**PROBLEMS**.
**A)** According to the account of the 1300 English invasion of Scotland, at which battle was a Scottish force defeated in August 1300?
**B)** Pick up the account of the 1300 English invasion of Scotland after its last sentence and carry it on.

Start DOCUMENT SECTION

- English invasion of Scotland of 1300: Part of Wars of Scottish Independence
| Date | May 1300 |
| Location | Scotland |
| Result | Militarily inconclusive; English withdrawal; |

Belligerents
- Kingdom of Scotland: Kingdom of England

Commanders and leaders
- Robert de Brus (till May) John Comyn William de Lamberton Ingram de Umfraville (from May) (as Guardians of Scotland): Edward I

Strength

= English invasion of Scotland (1300) =

Military conflict

The English invasion of Scotland of 1300 was a military campaign undertaken by Edward I of England to continue gains from the 1298 invasion, in retaliation of the Scots recapture of Stirling Castle in 1299 and the revolt in Annandale, Nithsdale and Galloway against English rule.

A Scottish force was defeated at the Battle on the Cree in August 1300. Edward I hampered by food shortages, political infighting and funds was able to reinforce his garrisons and castles in Annandale, Nithsdale and Galloway, but was only able to reach Stirling, before returning to England.

End DOCUMENT SECTION
Start DATA SECTION

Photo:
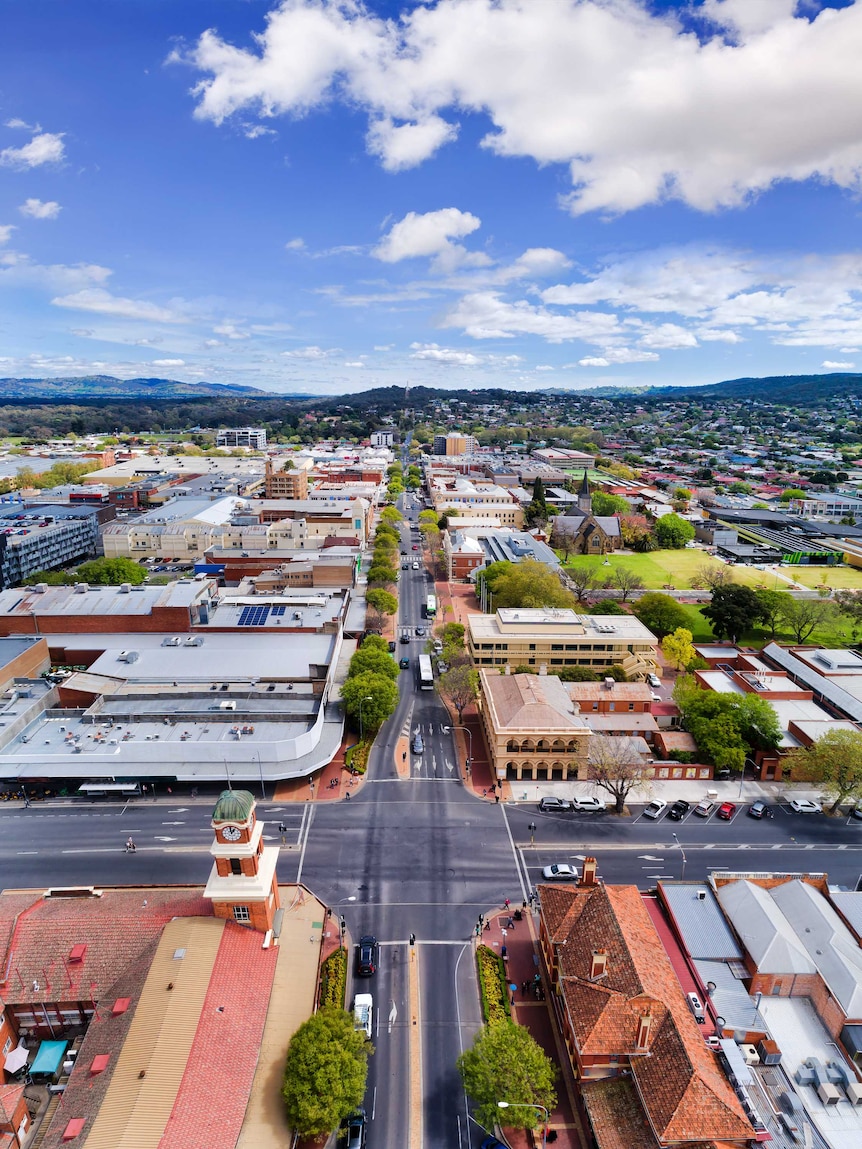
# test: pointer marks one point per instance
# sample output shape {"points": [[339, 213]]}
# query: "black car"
{"points": [[678, 810], [367, 956], [355, 1127]]}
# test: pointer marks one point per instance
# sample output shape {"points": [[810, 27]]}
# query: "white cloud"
{"points": [[46, 147], [431, 234], [636, 106], [309, 353], [438, 354], [38, 209], [102, 302]]}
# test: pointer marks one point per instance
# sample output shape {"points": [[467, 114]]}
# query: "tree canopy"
{"points": [[325, 1072]]}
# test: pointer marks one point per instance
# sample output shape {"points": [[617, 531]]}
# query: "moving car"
{"points": [[367, 956], [678, 810], [355, 1126], [589, 803], [362, 1013], [806, 806], [655, 809], [554, 803]]}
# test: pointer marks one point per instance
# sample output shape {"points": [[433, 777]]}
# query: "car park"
{"points": [[587, 802], [655, 809], [554, 803], [367, 956], [678, 810], [355, 1127], [805, 806]]}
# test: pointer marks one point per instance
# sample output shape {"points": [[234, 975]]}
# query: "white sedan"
{"points": [[560, 872], [806, 806]]}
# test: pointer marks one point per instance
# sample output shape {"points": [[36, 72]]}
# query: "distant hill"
{"points": [[107, 386], [795, 390]]}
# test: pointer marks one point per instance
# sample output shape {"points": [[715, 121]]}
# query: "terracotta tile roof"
{"points": [[224, 1055], [116, 927], [683, 1090]]}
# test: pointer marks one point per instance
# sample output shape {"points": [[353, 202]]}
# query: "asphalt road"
{"points": [[422, 856]]}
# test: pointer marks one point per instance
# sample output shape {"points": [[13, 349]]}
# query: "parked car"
{"points": [[655, 809], [589, 803], [355, 1126], [367, 956], [805, 806], [554, 803], [678, 810]]}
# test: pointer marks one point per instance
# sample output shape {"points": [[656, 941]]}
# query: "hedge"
{"points": [[493, 985], [333, 979]]}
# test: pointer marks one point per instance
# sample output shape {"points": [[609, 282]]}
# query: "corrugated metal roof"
{"points": [[149, 1069], [700, 922]]}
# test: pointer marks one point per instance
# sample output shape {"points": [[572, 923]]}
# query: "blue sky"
{"points": [[324, 195]]}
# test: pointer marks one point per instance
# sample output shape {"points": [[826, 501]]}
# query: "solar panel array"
{"points": [[253, 616]]}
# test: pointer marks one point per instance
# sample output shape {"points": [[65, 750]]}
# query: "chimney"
{"points": [[599, 964], [645, 1024]]}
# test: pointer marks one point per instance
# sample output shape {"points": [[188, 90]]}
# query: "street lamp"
{"points": [[469, 734], [368, 698], [682, 877], [529, 1104]]}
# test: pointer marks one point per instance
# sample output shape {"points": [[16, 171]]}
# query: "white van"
{"points": [[362, 1011]]}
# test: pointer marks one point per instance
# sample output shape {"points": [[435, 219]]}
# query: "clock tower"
{"points": [[243, 885]]}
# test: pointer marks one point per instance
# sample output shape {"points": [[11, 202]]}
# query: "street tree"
{"points": [[460, 685], [672, 532], [678, 648], [505, 1061], [712, 575], [626, 581], [377, 694], [803, 616], [530, 584], [616, 768], [772, 606], [834, 761], [660, 614], [582, 580], [382, 603], [732, 611], [325, 1072]]}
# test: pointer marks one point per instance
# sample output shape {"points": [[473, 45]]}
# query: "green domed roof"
{"points": [[233, 806]]}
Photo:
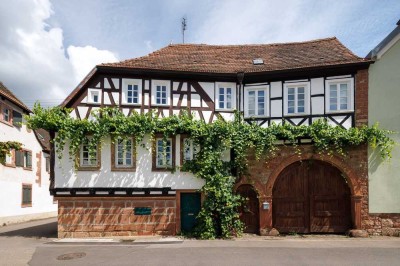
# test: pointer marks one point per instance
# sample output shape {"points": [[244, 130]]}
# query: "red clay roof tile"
{"points": [[239, 58]]}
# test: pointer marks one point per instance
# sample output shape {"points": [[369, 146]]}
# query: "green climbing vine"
{"points": [[219, 216], [6, 147]]}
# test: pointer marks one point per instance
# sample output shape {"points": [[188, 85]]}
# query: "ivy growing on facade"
{"points": [[219, 214]]}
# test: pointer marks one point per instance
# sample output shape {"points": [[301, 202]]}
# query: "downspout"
{"points": [[240, 77], [52, 162]]}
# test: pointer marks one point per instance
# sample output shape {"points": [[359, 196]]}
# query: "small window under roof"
{"points": [[258, 61]]}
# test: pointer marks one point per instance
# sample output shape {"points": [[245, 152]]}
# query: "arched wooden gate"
{"points": [[249, 212]]}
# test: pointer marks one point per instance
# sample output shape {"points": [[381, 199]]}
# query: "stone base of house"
{"points": [[387, 224], [82, 217]]}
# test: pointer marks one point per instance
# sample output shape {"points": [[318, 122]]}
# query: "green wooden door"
{"points": [[190, 208]]}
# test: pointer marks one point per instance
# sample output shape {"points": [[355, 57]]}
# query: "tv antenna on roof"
{"points": [[183, 28]]}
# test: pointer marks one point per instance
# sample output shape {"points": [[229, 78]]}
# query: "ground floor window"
{"points": [[26, 195]]}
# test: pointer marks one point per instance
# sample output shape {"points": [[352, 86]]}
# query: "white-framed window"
{"points": [[87, 159], [10, 157], [297, 98], [190, 149], [6, 113], [124, 152], [225, 95], [161, 91], [94, 96], [132, 91], [163, 153], [256, 101], [339, 95]]}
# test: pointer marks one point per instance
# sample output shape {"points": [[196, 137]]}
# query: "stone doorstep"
{"points": [[137, 240]]}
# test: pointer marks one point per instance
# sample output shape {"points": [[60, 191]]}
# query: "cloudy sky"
{"points": [[48, 46]]}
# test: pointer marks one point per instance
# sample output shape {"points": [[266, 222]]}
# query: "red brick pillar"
{"points": [[361, 97]]}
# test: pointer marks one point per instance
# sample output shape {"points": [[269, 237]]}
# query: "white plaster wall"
{"points": [[12, 178], [317, 105], [143, 177], [276, 89]]}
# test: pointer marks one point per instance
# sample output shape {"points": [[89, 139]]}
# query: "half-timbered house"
{"points": [[129, 193]]}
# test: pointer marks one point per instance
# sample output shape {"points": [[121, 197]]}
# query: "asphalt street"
{"points": [[34, 245]]}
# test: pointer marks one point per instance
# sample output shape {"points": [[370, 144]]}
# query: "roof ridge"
{"points": [[255, 44], [222, 45]]}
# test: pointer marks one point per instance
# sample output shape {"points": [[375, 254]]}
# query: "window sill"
{"points": [[132, 104], [123, 169], [297, 114], [158, 104], [89, 168], [7, 123], [162, 169], [225, 109], [256, 116], [340, 111]]}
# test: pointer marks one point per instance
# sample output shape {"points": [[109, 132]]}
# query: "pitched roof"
{"points": [[239, 58], [11, 97], [43, 137]]}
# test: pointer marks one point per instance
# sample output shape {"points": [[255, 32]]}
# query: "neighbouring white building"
{"points": [[24, 177]]}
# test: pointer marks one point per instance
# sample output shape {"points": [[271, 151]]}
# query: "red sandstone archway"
{"points": [[266, 220], [311, 197]]}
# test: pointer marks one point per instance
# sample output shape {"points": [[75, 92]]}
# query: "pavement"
{"points": [[35, 243]]}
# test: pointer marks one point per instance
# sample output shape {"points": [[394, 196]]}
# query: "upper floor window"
{"points": [[256, 101], [10, 158], [23, 158], [88, 159], [163, 153], [161, 92], [94, 96], [226, 95], [47, 158], [132, 91], [17, 118], [190, 149], [339, 95], [296, 100], [6, 113], [26, 195], [123, 152]]}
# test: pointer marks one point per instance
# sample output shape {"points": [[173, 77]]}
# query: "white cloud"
{"points": [[34, 61], [260, 21], [83, 59]]}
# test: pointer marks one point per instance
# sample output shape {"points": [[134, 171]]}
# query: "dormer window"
{"points": [[132, 91], [161, 91], [94, 96]]}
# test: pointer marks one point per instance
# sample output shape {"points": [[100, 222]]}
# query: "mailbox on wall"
{"points": [[265, 205]]}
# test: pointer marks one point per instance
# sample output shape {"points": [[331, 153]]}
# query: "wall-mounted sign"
{"points": [[265, 205]]}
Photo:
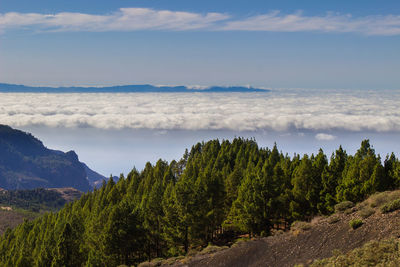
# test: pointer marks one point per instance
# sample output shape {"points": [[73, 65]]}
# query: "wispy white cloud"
{"points": [[324, 137], [132, 19], [125, 19], [318, 110], [277, 22]]}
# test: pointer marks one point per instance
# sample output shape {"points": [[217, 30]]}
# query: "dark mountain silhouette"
{"points": [[25, 163], [144, 88]]}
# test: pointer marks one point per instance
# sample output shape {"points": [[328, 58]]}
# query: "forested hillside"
{"points": [[215, 192]]}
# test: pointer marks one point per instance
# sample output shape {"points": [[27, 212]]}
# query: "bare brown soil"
{"points": [[303, 246]]}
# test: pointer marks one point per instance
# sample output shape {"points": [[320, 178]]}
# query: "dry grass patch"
{"points": [[374, 253], [382, 198]]}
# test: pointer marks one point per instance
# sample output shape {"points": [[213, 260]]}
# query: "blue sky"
{"points": [[278, 44]]}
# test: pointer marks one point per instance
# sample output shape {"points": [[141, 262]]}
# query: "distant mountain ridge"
{"points": [[25, 163], [144, 88]]}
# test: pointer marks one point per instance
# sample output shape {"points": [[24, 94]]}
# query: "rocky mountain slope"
{"points": [[25, 163], [307, 242]]}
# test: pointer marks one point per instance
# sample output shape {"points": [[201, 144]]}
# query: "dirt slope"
{"points": [[302, 247]]}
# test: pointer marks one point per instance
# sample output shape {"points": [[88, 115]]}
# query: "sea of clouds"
{"points": [[278, 110]]}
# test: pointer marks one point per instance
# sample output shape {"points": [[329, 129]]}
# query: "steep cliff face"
{"points": [[25, 163]]}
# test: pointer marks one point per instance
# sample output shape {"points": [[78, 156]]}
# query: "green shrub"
{"points": [[342, 206], [366, 212], [392, 206], [298, 225], [333, 219], [212, 249], [356, 223]]}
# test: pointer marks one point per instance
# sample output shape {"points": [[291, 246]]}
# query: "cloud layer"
{"points": [[282, 110], [133, 19]]}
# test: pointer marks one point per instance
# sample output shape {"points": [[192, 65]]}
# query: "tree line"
{"points": [[217, 190]]}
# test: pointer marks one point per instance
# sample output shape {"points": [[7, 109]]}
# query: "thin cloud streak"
{"points": [[136, 19], [319, 111]]}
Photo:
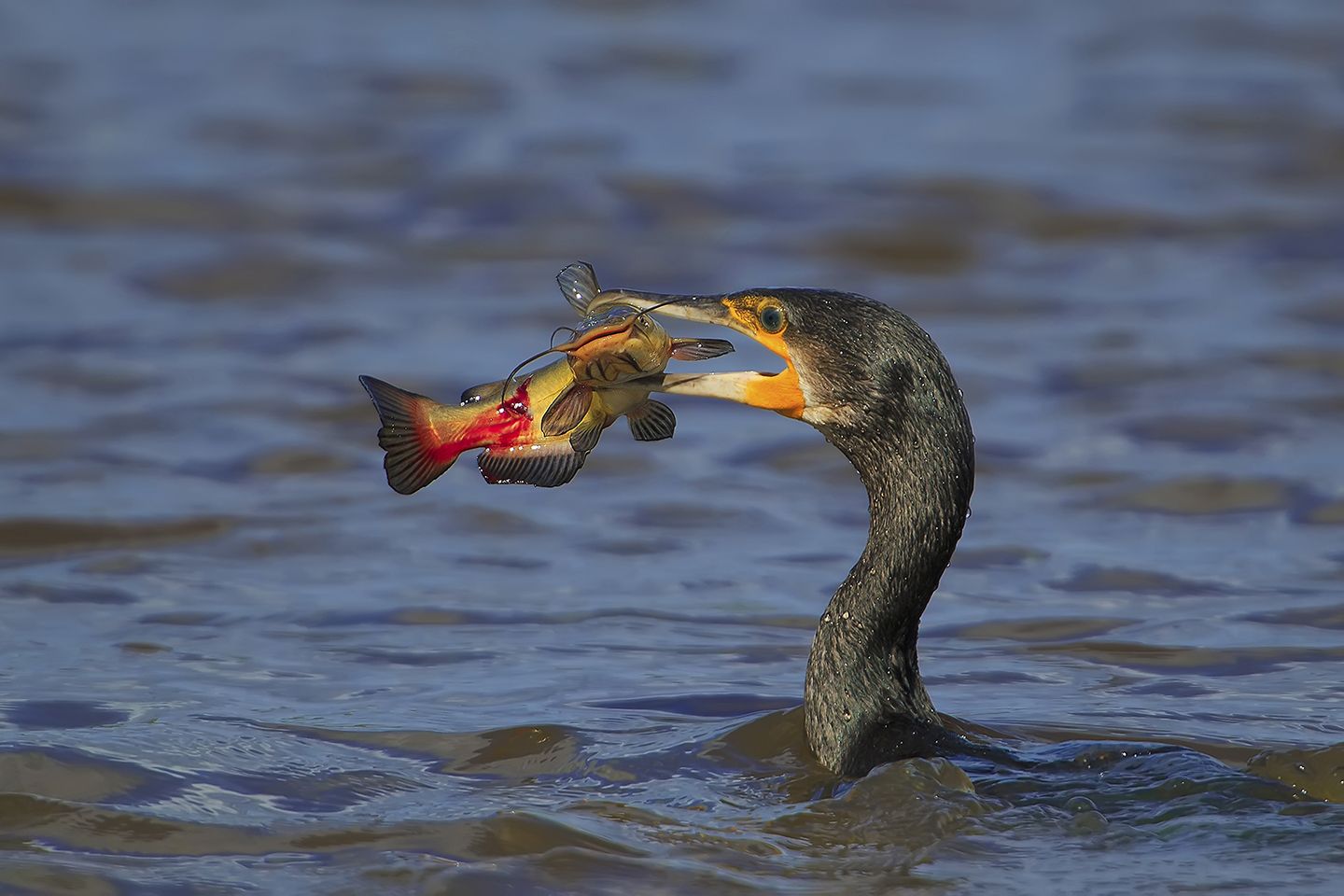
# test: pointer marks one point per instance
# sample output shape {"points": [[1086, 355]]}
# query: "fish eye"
{"points": [[772, 318]]}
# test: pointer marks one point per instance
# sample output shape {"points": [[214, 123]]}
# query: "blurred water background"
{"points": [[232, 660]]}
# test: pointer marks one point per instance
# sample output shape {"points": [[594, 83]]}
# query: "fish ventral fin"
{"points": [[578, 282], [699, 349], [651, 421], [543, 465], [567, 410], [410, 459]]}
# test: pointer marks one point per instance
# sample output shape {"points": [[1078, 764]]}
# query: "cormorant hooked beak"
{"points": [[754, 314]]}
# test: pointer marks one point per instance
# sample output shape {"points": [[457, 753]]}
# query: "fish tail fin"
{"points": [[415, 453]]}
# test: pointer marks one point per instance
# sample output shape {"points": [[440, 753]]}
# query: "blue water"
{"points": [[235, 661]]}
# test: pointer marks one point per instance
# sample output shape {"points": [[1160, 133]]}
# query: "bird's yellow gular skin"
{"points": [[779, 392]]}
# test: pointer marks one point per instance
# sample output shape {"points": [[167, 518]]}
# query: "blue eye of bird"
{"points": [[772, 318]]}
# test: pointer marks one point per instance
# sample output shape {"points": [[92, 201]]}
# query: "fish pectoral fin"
{"points": [[583, 438], [412, 461], [699, 349], [578, 282], [567, 410], [543, 465], [651, 421]]}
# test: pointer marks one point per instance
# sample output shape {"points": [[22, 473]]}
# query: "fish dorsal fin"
{"points": [[651, 421], [543, 465], [699, 349], [485, 391], [567, 410], [578, 282]]}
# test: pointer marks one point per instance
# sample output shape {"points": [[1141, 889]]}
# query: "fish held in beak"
{"points": [[757, 315]]}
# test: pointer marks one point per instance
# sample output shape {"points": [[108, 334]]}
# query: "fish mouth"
{"points": [[776, 391]]}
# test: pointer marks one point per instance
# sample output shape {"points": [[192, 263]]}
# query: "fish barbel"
{"points": [[424, 438]]}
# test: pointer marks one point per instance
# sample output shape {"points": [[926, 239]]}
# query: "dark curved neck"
{"points": [[866, 702]]}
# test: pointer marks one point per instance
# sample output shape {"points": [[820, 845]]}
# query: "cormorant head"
{"points": [[851, 364]]}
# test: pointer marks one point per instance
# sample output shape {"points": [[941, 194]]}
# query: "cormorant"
{"points": [[874, 383]]}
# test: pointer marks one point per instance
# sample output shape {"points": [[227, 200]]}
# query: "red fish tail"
{"points": [[415, 452]]}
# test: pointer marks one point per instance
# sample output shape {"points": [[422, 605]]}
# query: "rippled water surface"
{"points": [[234, 660]]}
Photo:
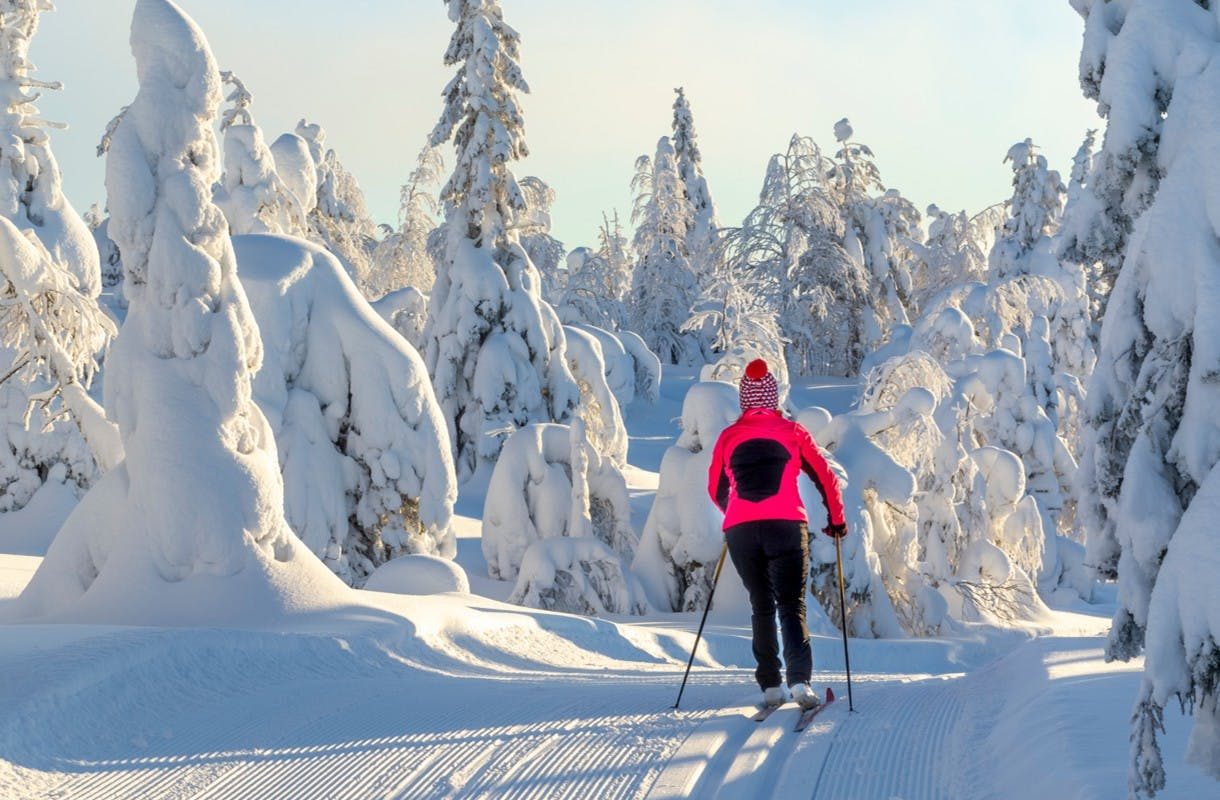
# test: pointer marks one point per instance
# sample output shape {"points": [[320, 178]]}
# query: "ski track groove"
{"points": [[892, 748], [319, 735]]}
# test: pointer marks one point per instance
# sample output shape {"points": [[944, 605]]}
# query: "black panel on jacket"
{"points": [[758, 467]]}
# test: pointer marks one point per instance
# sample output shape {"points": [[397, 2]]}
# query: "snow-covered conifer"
{"points": [[739, 314], [362, 448], [338, 218], [401, 257], [533, 229], [406, 311], [887, 595], [796, 237], [702, 228], [879, 227], [250, 193], [1153, 437], [664, 285], [599, 406], [51, 328], [598, 281], [682, 539], [1024, 246], [189, 528], [549, 482], [495, 348]]}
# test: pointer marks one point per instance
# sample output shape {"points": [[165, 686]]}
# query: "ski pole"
{"points": [[715, 579], [847, 659]]}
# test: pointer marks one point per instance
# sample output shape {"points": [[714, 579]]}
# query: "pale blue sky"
{"points": [[938, 88]]}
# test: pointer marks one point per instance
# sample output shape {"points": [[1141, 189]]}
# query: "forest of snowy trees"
{"points": [[1037, 379]]}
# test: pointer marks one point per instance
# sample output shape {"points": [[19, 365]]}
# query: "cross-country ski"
{"points": [[609, 400]]}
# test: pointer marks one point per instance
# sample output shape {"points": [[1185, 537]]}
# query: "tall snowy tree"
{"points": [[1024, 246], [495, 348], [664, 287], [250, 192], [401, 257], [51, 328], [189, 528], [879, 226], [957, 250], [339, 218], [533, 229], [702, 227], [1065, 239], [1153, 438], [794, 235]]}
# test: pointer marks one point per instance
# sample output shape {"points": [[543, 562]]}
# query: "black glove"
{"points": [[835, 532]]}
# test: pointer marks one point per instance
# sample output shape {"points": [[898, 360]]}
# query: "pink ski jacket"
{"points": [[754, 470]]}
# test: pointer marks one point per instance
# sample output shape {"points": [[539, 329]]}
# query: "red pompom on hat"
{"points": [[759, 388]]}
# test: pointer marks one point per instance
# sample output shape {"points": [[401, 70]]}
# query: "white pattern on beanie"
{"points": [[758, 388]]}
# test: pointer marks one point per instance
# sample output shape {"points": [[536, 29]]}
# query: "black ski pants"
{"points": [[772, 559]]}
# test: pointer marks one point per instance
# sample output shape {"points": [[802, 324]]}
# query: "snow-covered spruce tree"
{"points": [[796, 234], [406, 311], [664, 285], [1153, 437], [550, 483], [702, 228], [886, 594], [1125, 172], [362, 446], [495, 348], [1024, 245], [681, 542], [955, 251], [189, 528], [877, 227], [51, 328], [533, 229], [739, 314], [599, 407], [401, 257], [598, 281], [250, 193], [1076, 205], [338, 218]]}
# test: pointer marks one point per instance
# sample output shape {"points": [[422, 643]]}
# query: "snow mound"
{"points": [[419, 575]]}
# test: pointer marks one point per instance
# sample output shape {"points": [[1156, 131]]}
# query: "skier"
{"points": [[753, 479]]}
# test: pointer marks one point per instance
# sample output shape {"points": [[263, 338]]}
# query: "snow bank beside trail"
{"points": [[419, 575], [362, 448], [31, 529]]}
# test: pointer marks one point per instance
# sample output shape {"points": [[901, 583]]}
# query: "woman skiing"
{"points": [[753, 479]]}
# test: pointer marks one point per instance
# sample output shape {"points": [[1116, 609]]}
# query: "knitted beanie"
{"points": [[759, 389]]}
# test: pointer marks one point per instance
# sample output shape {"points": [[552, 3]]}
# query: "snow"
{"points": [[461, 695], [361, 443], [417, 573], [171, 622], [189, 528]]}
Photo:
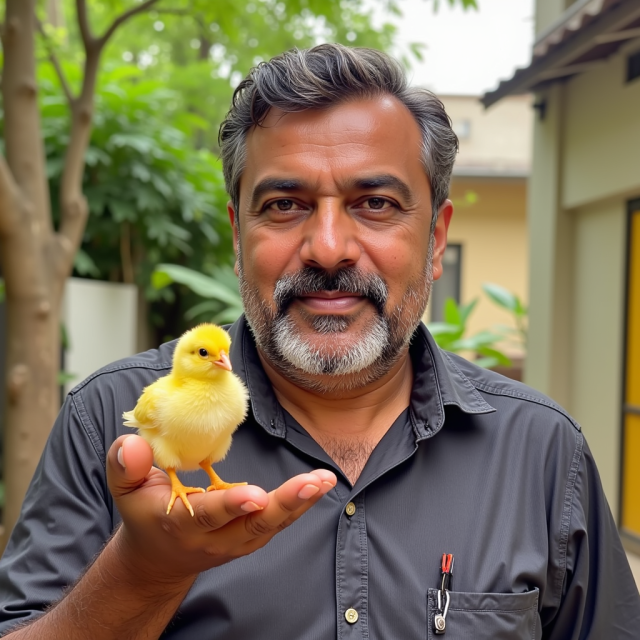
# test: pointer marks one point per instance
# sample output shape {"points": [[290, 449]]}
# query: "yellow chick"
{"points": [[189, 415]]}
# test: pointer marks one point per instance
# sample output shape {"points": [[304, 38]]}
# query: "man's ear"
{"points": [[440, 236], [232, 219]]}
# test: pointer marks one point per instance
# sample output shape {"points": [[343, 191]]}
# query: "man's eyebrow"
{"points": [[384, 180], [272, 184]]}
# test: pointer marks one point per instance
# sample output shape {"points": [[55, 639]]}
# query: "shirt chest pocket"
{"points": [[486, 616]]}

End DATA SECTION

**RESULTS IN ORDER**.
**A)** The Battle on the Cree.

**B)**
==Background==
Stirling Castle, Caerlaverock Castle and Bothwell Castle were besieged by Scottish forces in 1299 and the English garrisons were forced to surrender. Robert de Brus, Earl of Carrick attacked Lochmaben Castle in August 1299, that was under the control of the English, in his fathers the Lord of Annandale's lands in Annandale, however failed to capture it. The Scots garrison from the recently recaptured Caerlaverock Castle, raided and attacked the garrison at Lochmaben. The captain of the Scots garrison of Caerlaverock, Robert Cunningham, was killed during one of those raids and his head was placed on the walls of Lochmaben Castle by the Lochmaben's captain Robert Felton. Edward I began preparations for a new invasion in 1299, however due to baron differences and his impending marriage to Margaret of France, the half sister of Philip IV of France, he had to wait until 1300 to launch another invasion of Scotland.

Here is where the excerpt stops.